Once the line containing "boulder with a point." is found in the records below, return it and each following line exactly, up to and including the line containing "the rock with a point.", and nothing else.

(Referring expression data)
-- Opening Marker --

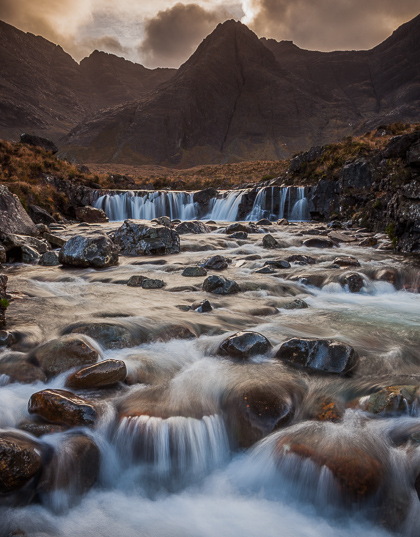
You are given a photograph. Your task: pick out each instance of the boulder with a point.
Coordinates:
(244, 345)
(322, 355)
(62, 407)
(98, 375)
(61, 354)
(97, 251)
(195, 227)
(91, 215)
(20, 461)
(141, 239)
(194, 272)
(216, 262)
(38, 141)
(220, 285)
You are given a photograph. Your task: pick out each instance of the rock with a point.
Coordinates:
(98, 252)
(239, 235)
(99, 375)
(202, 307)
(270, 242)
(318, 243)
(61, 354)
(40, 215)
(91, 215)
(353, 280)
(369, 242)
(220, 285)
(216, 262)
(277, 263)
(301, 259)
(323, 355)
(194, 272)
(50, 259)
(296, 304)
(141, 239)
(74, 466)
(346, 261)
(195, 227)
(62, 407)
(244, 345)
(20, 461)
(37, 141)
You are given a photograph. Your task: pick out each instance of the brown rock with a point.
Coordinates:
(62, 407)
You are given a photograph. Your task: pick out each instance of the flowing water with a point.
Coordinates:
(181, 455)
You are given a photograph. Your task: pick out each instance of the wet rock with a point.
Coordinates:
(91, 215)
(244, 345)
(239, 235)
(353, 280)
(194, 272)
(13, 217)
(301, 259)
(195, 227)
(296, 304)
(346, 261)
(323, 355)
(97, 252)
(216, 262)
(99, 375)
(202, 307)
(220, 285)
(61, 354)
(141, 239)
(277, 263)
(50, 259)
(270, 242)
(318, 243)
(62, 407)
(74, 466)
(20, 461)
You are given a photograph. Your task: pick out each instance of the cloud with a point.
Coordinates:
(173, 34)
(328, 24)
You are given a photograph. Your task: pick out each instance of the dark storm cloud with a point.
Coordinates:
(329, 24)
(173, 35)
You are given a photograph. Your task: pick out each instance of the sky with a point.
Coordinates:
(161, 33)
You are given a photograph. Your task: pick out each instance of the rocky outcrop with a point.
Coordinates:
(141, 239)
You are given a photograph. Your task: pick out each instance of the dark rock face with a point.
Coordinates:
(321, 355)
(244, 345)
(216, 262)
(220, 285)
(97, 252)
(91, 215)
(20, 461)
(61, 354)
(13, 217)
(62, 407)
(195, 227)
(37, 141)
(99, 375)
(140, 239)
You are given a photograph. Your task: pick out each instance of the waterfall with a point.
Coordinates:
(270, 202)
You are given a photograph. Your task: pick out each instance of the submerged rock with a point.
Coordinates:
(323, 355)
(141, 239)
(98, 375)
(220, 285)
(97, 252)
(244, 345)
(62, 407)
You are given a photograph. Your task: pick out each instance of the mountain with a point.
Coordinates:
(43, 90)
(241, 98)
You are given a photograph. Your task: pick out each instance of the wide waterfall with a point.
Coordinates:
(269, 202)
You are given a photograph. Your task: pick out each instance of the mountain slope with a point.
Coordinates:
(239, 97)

-- Closing Marker --
-- Opening Marker --

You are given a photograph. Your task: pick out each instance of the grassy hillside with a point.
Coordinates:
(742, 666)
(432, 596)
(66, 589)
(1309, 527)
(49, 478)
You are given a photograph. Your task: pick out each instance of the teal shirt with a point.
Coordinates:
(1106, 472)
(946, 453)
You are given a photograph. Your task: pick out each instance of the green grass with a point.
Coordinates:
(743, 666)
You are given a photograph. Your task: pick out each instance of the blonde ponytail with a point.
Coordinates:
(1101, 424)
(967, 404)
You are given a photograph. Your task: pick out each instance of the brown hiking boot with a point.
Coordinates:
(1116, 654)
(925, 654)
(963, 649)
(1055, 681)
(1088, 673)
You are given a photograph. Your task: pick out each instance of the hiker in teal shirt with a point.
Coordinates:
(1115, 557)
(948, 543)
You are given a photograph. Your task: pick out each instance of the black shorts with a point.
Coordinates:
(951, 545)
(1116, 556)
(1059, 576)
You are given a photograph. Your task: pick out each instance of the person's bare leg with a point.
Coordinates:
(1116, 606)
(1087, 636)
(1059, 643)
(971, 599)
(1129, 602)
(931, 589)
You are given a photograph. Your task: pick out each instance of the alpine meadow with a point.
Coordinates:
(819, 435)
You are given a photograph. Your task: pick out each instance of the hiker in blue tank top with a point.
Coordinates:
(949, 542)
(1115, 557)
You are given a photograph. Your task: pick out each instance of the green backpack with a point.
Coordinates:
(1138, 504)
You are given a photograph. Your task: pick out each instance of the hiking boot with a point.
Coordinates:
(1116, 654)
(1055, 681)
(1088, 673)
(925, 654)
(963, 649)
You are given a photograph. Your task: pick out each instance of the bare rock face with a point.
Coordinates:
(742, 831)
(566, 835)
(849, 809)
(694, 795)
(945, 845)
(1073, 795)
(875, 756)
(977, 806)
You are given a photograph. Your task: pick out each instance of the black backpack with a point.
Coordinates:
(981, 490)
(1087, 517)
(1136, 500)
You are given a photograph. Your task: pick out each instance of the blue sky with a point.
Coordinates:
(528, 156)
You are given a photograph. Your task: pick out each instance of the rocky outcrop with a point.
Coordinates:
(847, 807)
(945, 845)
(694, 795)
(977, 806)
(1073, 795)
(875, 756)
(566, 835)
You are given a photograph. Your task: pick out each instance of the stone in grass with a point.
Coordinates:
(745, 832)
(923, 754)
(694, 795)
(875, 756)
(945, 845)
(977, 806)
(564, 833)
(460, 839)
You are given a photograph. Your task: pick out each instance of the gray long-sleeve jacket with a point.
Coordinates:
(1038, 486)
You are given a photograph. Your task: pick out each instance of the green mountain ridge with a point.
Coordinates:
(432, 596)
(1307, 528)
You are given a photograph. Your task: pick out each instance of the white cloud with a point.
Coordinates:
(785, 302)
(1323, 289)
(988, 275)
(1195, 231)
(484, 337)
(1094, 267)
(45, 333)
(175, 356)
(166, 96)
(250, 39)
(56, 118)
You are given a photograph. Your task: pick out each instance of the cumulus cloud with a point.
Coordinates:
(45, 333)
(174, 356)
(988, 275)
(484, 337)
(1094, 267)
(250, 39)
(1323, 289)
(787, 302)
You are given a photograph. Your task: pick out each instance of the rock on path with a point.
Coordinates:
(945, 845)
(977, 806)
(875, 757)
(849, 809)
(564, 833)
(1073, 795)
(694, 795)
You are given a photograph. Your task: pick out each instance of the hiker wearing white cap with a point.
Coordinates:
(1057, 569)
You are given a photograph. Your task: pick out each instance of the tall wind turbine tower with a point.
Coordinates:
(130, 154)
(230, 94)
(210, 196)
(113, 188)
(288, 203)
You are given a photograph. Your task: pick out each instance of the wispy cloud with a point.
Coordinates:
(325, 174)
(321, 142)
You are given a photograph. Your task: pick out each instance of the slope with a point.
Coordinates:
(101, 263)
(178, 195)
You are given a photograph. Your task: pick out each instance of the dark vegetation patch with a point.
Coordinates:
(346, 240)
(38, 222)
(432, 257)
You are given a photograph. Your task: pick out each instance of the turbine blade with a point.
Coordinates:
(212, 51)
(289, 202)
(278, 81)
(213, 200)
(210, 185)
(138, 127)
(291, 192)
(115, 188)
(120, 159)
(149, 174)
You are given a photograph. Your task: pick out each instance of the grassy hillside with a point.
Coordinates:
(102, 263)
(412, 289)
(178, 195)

-- Closing Marker --

Solution to this task:
You are given a photograph. Your task: pick out each instance of the boulder with a point.
Coordinates:
(244, 345)
(322, 355)
(62, 407)
(98, 375)
(61, 354)
(97, 251)
(195, 227)
(91, 215)
(20, 461)
(141, 239)
(194, 272)
(216, 262)
(38, 141)
(220, 285)
You are given a photograph. Your task: pick out each instance of the rock with a point.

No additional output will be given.